Instrumentation Engg, I.I.E Kurukshetra University, Kurukshetra, India [email protected] Abstract This paper describes the automatic control of disc type rheometer. This developed device will able to provide flexibility to operator for testing of rubber. The operator has to just enter the duration of test and parameters through man machine interface. All the operations will occur automatically without any intervention in a prescribed sequence stored in programmable logic controller (PLC). This developed apparatus is useful not only for testing purpose, but it can be used for research for other types of materials also. With this state of art apparatus one can control the quality of rubber for various applications such as tyre industry. Also this would help to increase the production of rubber as automatic control comes which reduces the test duration to few minutes only. Keywords: Rheometer, PLC, MMI, Ladder diagram, Curing, PID, Rheogram.

→ DATASET ROWS:
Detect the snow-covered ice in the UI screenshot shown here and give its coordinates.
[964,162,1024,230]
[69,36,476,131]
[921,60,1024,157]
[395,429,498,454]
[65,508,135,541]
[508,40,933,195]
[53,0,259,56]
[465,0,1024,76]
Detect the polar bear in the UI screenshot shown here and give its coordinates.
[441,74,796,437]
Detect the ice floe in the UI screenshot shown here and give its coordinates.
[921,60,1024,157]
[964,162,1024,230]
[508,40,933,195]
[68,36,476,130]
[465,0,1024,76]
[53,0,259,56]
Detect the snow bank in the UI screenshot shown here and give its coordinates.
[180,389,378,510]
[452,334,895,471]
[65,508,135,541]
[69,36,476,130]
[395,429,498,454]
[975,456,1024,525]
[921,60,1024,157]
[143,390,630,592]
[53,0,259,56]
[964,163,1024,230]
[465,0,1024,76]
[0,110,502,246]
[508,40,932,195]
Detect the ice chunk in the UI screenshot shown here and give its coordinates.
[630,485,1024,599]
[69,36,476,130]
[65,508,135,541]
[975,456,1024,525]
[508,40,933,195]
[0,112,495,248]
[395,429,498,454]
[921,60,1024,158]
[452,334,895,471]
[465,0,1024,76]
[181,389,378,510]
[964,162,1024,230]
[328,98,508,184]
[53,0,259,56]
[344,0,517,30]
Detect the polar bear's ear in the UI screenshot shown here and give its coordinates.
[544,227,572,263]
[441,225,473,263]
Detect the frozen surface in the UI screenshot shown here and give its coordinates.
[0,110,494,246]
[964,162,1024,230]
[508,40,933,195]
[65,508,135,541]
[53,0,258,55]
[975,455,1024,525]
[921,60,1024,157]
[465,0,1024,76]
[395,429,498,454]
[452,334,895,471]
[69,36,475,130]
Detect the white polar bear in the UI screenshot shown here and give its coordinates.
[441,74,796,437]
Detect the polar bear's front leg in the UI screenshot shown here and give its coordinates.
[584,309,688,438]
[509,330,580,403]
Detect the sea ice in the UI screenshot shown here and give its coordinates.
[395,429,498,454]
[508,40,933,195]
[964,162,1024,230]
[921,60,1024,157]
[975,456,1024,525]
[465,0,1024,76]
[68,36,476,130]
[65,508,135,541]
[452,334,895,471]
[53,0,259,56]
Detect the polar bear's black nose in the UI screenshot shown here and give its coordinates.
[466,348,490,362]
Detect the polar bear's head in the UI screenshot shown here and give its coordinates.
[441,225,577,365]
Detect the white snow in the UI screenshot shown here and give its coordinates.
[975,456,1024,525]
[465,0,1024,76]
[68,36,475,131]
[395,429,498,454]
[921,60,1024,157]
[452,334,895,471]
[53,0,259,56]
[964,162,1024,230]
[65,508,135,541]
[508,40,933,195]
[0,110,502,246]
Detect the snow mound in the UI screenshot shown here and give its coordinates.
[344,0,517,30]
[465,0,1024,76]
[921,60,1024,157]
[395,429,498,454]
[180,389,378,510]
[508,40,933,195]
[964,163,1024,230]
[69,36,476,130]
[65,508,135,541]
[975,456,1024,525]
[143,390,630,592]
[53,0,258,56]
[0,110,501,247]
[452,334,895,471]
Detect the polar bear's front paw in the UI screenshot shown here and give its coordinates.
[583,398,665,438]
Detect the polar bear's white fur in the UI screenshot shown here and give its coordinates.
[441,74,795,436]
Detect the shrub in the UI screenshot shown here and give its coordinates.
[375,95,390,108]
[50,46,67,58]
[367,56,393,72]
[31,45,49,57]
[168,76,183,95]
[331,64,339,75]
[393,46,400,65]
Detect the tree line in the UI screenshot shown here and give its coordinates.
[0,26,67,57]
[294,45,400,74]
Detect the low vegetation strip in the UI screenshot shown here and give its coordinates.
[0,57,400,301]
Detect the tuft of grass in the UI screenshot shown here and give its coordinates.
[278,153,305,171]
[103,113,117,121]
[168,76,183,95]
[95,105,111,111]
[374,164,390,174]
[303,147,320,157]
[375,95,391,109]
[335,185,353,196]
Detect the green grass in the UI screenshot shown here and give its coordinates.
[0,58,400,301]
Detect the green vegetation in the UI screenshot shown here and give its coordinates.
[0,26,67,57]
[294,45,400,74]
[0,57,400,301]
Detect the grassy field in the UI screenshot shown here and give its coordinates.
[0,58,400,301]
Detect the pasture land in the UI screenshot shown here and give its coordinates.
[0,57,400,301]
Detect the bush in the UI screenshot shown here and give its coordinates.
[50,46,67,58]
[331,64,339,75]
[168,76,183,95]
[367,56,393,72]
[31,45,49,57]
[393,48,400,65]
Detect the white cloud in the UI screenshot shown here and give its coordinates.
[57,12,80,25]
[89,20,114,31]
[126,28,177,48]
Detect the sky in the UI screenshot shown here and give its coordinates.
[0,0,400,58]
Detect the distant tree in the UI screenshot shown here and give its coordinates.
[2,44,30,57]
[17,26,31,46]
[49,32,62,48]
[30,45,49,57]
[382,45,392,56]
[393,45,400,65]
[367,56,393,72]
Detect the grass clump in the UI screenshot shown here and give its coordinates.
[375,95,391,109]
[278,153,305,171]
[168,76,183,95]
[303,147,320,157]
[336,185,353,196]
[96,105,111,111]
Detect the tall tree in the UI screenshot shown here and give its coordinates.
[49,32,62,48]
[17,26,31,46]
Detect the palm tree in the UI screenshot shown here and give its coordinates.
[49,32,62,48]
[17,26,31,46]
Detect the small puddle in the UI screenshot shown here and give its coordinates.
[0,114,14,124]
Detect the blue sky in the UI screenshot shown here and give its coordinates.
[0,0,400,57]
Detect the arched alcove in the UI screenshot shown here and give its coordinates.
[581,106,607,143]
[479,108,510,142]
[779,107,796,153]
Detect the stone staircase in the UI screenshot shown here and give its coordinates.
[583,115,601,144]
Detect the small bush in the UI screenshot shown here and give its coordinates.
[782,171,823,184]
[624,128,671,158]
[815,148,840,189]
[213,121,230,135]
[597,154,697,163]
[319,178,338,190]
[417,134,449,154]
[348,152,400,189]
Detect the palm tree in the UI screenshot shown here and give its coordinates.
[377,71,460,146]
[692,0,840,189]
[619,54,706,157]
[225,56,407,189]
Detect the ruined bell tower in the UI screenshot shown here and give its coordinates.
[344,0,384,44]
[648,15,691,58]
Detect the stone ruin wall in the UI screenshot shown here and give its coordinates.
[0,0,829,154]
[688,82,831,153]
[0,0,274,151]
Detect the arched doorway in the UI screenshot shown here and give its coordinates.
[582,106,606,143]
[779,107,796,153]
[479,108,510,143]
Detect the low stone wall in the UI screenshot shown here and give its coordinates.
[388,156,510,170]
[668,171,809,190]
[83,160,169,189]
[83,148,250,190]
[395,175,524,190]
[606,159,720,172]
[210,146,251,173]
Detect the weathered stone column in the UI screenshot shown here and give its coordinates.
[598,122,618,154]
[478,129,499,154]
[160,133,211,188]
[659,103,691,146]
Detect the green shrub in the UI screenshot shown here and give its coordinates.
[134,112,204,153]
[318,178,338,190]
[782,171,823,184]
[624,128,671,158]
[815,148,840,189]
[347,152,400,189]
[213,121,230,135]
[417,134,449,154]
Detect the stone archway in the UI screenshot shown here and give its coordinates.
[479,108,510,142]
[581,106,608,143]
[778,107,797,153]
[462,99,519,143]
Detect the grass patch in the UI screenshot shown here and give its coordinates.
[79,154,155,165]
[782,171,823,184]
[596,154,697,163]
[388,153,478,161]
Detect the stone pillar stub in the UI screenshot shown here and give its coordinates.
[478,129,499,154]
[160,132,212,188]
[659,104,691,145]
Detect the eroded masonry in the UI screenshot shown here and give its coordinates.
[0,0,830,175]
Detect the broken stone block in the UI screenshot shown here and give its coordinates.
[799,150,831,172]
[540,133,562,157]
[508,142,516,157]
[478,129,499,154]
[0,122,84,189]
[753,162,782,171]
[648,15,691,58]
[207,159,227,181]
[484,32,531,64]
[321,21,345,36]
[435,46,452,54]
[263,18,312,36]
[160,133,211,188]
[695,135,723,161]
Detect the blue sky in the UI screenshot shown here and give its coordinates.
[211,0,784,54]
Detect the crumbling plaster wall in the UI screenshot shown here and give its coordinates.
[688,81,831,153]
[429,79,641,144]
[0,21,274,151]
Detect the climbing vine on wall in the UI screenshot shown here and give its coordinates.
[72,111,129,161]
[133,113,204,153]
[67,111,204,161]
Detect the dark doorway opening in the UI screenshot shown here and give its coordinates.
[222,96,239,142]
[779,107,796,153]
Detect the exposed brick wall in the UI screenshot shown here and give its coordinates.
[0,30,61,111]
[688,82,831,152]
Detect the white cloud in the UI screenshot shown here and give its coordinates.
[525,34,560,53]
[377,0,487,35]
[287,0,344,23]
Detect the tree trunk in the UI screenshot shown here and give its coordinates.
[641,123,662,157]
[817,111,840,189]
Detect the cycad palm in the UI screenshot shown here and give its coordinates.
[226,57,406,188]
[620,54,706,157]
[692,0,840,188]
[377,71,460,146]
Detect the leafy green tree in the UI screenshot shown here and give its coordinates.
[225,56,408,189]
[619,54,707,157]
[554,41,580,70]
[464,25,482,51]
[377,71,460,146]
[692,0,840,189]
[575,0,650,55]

→ WORK INSTRUCTIONS:
(1) Answer these from the rheometer abstract:
(a) What does the operator enter through the man machine interface?
(b) Where is the prescribed sequence of operations stored?
(c) Which industry is given as an example application?
(2) Using the rheometer abstract, explain in one to three sentences why the device would help increase rubber production.

→ WORKED SOLUTIONS:
(1)
(a) The duration of the test and the parameters.
(b) In the programmable logic controller (PLC).
(c) The tyre industry.

(2) Automatic control reduces the test duration to only a few minutes. That shorter testing time is why the device would help increase rubber production.